Prompt 1: Report every line in the rows below that contains the string "hooded", treating uppercase and lowercase letters as different.
# START OF Text extract
I did the beginning but am not able to expand it this is my work the question is linked to another part I will link that too.
This is how a video extended the exact question but I don't know what is going on.
Thank you very much I appreciate all the help.
This seems to be an A-Level Puremath-3 question, you have to apply the general binomial theorem, assuming your partial fraction decomposition was correct:
First set up for the expansion by taking out factors from each of the terms so that they are in the general form $a^n(1+ax)^n$;
$$f(x)=(1-2x)^{-1}+3*2^{-1}\left(1-\frac{x}{2}\right)^{-1}-2*2^{-2}\left(1-\frac{x}{2}\right)^{-2}$$
$$f(x)=(1-2x)^{-1}+\frac{3}{2}\left(1-\frac{x}{2}\right)^{-1}-\frac{1}{2}\left(1-\frac{x}{2}\right)^{-2}$$
Next noting that the general binomial theorem expansion is of the form $$(1+ax)^n=1+(n)(ax)+\frac{(n)(n-1)(ax)^2}{2!}+\frac{(n)(n-1)(n-2)(ax)^3}{3!}...$$
We can start to expand each term bearing in mind that we are limited up to and including the $x^2$ term
For the first term;
$$1+(-1)(-2x)+\frac{(-1)(-2)(-2x)^2}{2}= 1+2x+4x^2 $$
For the second term; $$\frac{3}{2}\left[1+(-1)\left(-\frac{x}{2} \right) +\frac{(-1)(-2)(-\frac{x}{2})^2}{2} \right]=\frac{3}{2}\left(1+\frac{x}{2}+\frac{x^2}{4} \right)$$
For the third term $$-\frac{1}{2}\left[1 +(-2)\left(-\frac{x}{2}\right)+ \frac{(-2)(-3)\left(-\frac{x}{2}\right)^2}{2} \right]=-\frac{1}{2}\left(1+x+\frac{3x^2}{4}\right)$$
Finally adding all the terms up the final answer is
$$f(x)=2+\frac{9}{4}x+4x^2$$
# END OF Text extract
# START OF Records for processing
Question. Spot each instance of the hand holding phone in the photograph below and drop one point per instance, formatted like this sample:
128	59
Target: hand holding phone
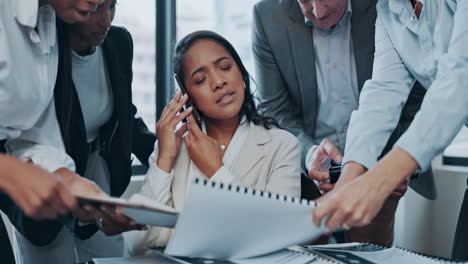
188	104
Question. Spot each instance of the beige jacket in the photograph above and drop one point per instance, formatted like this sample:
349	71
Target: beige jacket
269	160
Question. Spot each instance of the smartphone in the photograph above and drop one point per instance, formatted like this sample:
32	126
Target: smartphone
195	112
335	171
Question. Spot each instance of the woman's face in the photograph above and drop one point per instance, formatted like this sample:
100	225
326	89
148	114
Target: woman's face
93	32
213	80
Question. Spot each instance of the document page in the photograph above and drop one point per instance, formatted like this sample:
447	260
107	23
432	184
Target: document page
281	257
234	223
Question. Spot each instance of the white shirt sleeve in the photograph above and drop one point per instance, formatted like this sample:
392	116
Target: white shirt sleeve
157	186
444	110
380	103
42	144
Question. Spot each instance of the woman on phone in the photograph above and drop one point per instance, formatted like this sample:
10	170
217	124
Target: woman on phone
234	144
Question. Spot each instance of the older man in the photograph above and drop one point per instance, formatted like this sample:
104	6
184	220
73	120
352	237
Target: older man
422	41
312	58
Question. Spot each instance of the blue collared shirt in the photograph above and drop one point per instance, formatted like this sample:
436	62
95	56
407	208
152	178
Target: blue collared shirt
432	50
337	83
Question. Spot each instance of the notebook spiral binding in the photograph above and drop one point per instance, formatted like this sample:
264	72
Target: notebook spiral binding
373	247
246	190
441	260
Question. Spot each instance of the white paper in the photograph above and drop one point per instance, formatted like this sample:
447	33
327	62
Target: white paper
141	209
280	257
221	224
395	255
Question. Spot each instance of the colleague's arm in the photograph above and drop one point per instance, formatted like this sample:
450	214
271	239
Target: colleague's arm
272	92
443	112
381	101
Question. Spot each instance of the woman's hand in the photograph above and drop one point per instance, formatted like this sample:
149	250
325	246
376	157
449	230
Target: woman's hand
351	205
203	150
169	139
81	186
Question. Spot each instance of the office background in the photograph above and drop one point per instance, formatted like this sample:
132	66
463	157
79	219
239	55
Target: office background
421	225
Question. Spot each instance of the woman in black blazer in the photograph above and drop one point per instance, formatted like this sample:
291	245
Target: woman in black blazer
93	101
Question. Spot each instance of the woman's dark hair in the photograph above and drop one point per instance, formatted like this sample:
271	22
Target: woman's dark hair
248	107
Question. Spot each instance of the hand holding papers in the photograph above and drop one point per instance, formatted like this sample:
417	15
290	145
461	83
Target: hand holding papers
141	209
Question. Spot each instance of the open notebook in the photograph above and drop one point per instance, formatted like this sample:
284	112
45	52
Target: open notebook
221	221
362	253
224	221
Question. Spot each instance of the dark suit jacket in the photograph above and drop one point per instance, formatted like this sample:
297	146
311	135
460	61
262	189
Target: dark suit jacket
123	135
285	66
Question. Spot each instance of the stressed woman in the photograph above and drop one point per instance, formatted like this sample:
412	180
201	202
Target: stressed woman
234	144
99	129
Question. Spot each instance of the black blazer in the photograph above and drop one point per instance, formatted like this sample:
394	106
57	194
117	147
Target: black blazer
123	135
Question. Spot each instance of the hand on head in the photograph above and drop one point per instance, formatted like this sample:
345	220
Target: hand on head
203	150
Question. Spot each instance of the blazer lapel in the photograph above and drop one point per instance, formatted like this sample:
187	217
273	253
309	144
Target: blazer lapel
117	82
302	51
252	152
363	19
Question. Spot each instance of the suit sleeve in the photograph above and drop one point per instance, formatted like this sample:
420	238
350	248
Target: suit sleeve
272	89
142	138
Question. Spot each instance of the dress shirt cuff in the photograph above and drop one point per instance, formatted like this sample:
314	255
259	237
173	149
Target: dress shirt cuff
361	158
159	179
307	161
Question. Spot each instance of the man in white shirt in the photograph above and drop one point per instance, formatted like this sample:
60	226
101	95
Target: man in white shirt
422	41
28	67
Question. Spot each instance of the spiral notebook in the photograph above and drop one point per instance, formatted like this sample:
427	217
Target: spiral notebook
363	253
223	221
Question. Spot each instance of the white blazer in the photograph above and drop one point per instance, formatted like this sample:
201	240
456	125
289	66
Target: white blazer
269	160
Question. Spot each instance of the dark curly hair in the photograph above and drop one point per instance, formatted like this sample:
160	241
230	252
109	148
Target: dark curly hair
248	107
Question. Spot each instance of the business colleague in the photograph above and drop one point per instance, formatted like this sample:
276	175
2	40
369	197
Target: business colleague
235	144
93	99
27	48
311	59
422	41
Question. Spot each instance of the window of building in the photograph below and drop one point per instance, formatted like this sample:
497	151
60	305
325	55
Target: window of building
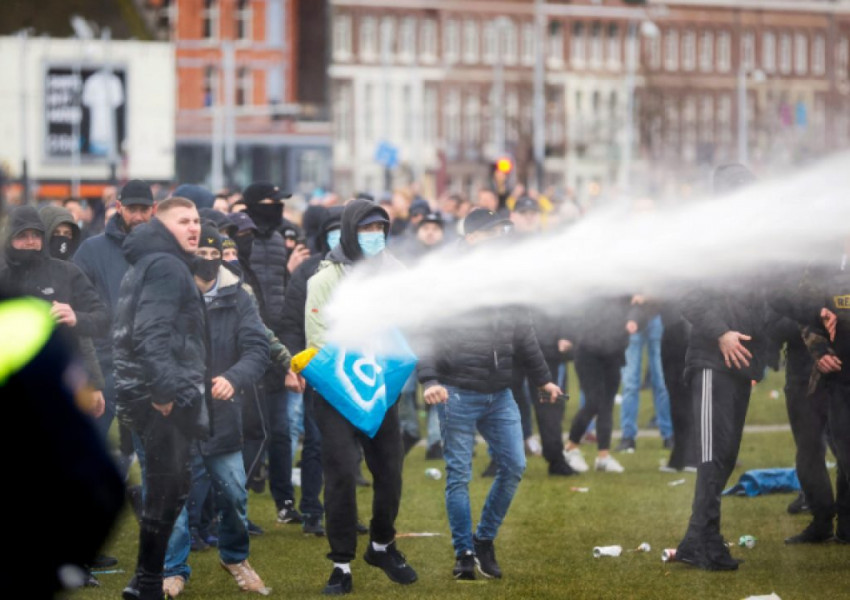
470	41
706	51
653	51
210	19
819	55
577	44
801	53
451	41
671	50
556	44
429	116
596	43
785	53
768	52
388	38
244	87
529	53
368	107
490	39
368	38
210	85
510	46
428	40
748	50
689	50
244	20
407	39
342	37
724	52
614	49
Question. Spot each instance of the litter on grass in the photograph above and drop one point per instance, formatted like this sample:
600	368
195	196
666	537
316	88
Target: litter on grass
600	551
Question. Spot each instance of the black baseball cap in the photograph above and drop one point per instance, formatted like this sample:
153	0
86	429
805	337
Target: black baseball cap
260	190
481	219
136	191
526	204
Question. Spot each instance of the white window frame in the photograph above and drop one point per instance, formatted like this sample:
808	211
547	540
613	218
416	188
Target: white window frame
689	50
342	38
471	42
801	53
671	50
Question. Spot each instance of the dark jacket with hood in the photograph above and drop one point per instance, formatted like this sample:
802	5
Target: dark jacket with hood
160	334
480	351
102	259
50	279
296	292
239	352
53	216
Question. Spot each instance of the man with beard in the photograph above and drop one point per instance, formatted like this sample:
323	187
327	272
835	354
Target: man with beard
161	375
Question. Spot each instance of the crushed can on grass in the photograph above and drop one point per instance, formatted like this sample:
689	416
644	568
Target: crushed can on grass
600	551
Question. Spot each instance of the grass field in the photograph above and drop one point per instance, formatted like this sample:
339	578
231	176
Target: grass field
545	546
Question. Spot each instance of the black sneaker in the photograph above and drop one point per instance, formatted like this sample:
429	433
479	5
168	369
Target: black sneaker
817	532
313	525
485	558
561	469
288	514
434	451
798	505
490	471
338	584
392	562
464	567
254	529
626	445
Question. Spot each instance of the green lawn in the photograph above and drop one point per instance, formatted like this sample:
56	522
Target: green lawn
546	542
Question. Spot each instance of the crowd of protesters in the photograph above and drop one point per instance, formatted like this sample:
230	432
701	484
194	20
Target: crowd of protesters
186	309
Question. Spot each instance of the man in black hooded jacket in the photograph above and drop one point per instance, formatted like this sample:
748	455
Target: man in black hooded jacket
726	352
161	375
268	256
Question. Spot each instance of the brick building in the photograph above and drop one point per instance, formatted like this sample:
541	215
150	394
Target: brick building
449	85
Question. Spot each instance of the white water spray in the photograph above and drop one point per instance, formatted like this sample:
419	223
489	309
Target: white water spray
771	223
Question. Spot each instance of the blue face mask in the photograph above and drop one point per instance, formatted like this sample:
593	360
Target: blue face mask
333	238
371	243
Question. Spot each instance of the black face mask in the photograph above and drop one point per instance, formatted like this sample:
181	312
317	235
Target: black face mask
206	269
267	217
60	247
244	243
23	257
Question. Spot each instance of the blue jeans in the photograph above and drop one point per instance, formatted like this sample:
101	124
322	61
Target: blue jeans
295	410
496	416
227	475
632	372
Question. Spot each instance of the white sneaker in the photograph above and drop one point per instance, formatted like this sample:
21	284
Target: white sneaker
608	464
576	460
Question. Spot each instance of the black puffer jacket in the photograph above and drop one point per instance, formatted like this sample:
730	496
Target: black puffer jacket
102	259
160	333
479	353
712	313
296	292
51	279
239	352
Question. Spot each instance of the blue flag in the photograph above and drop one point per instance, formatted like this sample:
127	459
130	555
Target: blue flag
362	387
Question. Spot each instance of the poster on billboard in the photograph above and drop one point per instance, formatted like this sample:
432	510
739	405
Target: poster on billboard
85	107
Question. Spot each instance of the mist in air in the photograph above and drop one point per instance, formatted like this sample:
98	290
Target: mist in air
614	251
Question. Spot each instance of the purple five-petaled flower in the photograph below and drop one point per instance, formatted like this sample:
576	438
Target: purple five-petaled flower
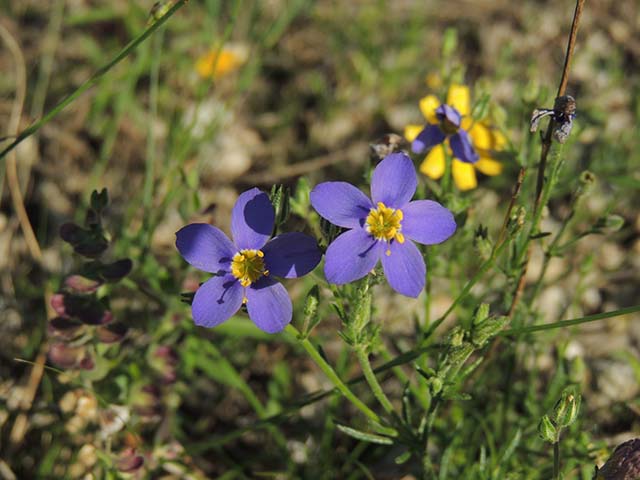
244	269
380	228
449	126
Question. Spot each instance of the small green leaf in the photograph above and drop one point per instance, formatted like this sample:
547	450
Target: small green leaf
364	436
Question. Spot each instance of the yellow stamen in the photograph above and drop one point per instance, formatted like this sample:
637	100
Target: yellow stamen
248	266
385	224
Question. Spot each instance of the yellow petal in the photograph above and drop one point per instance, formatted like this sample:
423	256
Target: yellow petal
433	164
428	107
481	137
412	131
217	63
459	98
489	166
499	140
464	175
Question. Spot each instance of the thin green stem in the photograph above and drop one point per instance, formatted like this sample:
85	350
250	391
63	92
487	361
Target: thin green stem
404	378
150	163
375	386
332	375
93	79
571	322
556	460
469	285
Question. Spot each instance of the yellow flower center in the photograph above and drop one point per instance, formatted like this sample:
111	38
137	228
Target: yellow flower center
# END OF Records for processing
Prompt 2: Reproduce, word for word, the part of the binomial expansion thread above that opens with the words "I did the beginning" and closes with "is going on.".

Written solution 1:
Question. Spot each instance of the man in black hooded jacket in the photograph above and drop one point per instance, formatted like this sample:
Target: man in black hooded jacket

Written solution 2:
I did the beginning but am not able to expand it this is my work the question is linked to another part I will link that too.
This is how a video extended the exact question but I don't know what is going on.